## Given instruction
Rewrite the lines of the material as a JSON list of strings, one string per line and with blank lines omitted, starting at the beginning of the material and ending at the line that contains "238 236 L 96", both ends included.

Items listed in a dataset
________________________________________
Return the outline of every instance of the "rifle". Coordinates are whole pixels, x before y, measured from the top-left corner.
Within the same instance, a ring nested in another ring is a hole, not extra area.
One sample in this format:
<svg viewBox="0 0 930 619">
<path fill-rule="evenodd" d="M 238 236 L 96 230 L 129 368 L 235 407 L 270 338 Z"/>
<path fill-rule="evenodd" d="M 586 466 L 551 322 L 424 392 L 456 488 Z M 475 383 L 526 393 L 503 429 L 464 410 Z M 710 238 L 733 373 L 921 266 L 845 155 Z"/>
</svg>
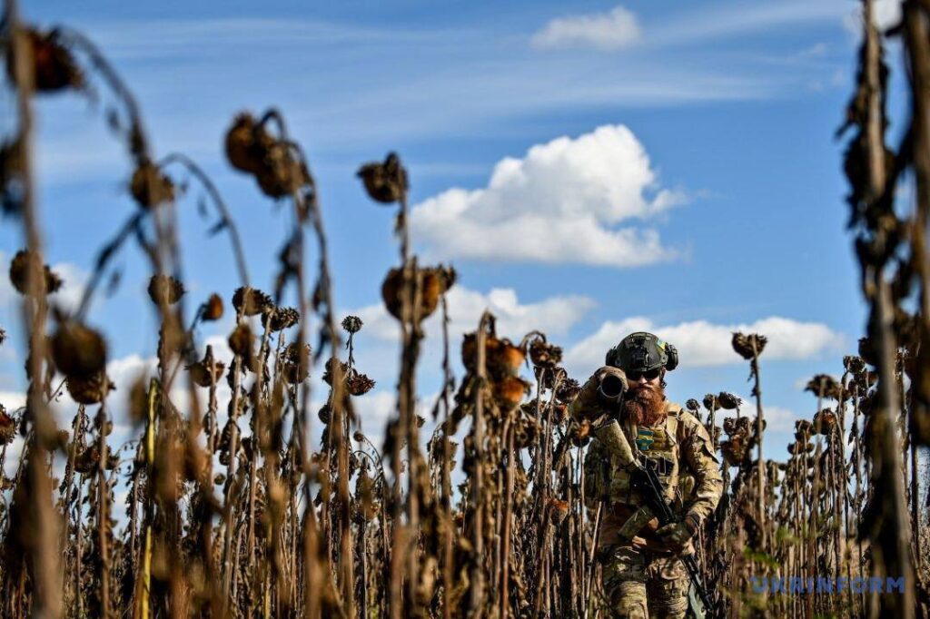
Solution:
<svg viewBox="0 0 930 619">
<path fill-rule="evenodd" d="M 662 483 L 656 473 L 655 465 L 648 458 L 638 458 L 633 455 L 630 442 L 617 420 L 611 419 L 609 423 L 594 430 L 594 436 L 604 444 L 612 454 L 618 456 L 620 464 L 631 472 L 633 484 L 645 499 L 646 504 L 637 509 L 621 527 L 620 535 L 631 539 L 643 525 L 652 520 L 654 516 L 658 519 L 659 526 L 676 521 L 675 513 L 671 510 L 671 506 L 665 497 Z M 698 569 L 698 561 L 695 560 L 694 555 L 682 555 L 681 560 L 701 603 L 709 613 L 714 616 L 713 604 L 704 588 L 700 571 Z"/>
</svg>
________________________________________
## Result for this exercise
[
  "Return the outline of every instance of the \"rifle\". Coordinates are whole pixels, x before y, measured from the top-left corner.",
  "Within the same instance, a ring nested in another ring is a hole, not extra area.",
  "One sample in this format:",
  "<svg viewBox=\"0 0 930 619\">",
  "<path fill-rule=\"evenodd\" d=\"M 238 236 L 96 230 L 129 368 L 235 407 L 270 338 Z\"/>"
]